Exercise requirements - Rewrite every line of the material that opens with the line containing "like x=428 y=51." and closes with the line containing "x=251 y=162", and add -143 to each x and y value in the answer coordinates. Leave the numbers in the "laid out like" samples unchanged.

Source material -
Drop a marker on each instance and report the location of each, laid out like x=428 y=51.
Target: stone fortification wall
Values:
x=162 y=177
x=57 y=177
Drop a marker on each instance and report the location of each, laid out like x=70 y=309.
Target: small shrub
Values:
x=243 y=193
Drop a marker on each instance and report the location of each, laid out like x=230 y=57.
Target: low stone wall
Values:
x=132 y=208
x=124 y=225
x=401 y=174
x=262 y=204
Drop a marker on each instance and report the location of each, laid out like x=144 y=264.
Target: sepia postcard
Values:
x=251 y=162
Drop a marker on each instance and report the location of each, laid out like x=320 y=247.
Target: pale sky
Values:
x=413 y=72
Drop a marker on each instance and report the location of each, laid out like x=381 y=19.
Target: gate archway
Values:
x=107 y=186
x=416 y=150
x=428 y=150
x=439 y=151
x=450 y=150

...

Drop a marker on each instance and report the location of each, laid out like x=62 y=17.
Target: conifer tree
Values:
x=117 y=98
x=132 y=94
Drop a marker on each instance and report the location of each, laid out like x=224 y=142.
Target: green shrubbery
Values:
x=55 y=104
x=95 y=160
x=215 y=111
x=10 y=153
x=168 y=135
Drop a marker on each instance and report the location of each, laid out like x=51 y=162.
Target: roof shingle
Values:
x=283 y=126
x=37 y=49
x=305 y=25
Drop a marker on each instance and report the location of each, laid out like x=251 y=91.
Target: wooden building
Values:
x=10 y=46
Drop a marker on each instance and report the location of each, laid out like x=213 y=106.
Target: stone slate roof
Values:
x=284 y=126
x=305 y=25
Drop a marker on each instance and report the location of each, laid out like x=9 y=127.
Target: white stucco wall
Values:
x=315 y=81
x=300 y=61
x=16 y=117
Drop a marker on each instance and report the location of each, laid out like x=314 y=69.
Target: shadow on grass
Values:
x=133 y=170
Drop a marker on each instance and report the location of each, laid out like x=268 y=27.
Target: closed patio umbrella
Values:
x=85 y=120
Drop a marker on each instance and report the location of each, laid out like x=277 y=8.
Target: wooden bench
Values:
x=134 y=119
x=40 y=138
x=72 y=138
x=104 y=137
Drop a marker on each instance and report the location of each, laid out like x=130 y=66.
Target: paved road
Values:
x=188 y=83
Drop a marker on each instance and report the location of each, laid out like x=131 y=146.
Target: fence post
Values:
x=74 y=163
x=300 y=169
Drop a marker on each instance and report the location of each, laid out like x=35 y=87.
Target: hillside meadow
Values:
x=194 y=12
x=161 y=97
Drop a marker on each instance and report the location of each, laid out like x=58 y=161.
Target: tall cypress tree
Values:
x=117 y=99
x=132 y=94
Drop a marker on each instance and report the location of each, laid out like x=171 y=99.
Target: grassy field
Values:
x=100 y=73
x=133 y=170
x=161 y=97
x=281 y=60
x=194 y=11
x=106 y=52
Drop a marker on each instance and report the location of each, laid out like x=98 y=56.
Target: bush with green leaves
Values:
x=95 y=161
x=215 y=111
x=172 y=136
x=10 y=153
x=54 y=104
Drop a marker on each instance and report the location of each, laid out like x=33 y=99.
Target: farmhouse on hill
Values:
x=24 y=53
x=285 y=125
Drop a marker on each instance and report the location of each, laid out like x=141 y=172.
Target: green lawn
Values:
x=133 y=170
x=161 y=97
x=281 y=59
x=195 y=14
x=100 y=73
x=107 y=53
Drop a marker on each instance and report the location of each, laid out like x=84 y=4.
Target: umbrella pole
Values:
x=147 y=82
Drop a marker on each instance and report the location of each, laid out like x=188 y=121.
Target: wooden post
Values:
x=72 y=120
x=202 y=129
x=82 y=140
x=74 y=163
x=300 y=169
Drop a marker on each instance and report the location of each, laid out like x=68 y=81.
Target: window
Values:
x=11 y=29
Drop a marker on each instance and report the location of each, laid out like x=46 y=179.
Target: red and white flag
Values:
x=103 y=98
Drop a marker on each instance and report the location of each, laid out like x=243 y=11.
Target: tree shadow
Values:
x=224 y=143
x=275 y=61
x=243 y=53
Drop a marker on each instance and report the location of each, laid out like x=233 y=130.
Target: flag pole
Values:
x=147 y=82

--

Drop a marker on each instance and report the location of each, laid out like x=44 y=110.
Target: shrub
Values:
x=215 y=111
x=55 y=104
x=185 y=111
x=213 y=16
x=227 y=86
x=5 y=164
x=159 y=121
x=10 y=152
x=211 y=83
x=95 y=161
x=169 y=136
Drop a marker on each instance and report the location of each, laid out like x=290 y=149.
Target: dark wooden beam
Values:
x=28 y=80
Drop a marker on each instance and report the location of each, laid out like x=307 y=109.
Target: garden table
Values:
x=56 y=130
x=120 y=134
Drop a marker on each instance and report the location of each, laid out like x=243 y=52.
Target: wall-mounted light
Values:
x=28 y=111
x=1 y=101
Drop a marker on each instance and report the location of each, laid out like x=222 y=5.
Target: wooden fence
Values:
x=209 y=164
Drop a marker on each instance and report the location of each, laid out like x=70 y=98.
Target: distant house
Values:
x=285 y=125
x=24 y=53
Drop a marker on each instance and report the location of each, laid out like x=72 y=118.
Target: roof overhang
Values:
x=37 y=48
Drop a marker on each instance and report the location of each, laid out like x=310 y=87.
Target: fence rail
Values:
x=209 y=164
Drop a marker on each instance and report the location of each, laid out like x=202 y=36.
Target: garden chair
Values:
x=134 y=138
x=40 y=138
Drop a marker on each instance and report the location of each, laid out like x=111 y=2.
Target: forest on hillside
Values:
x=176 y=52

Finished task -
Drop a marker on each instance and report the location of each, laid out like x=428 y=51.
Target: stone fortification wall
Values:
x=19 y=34
x=-86 y=34
Drop a marker on each instance and report the location of each, laid out like x=70 y=309.
Target: small shrub
Values:
x=100 y=50
Drop a marker on each instance and report the location of each, laid out like x=230 y=57.
Target: low stone wall
Values:
x=-11 y=65
x=-19 y=82
x=258 y=31
x=119 y=61
Drop a marker on each instance and report the location of each, laid out like x=144 y=264.
Target: sepia postcard
Values:
x=108 y=19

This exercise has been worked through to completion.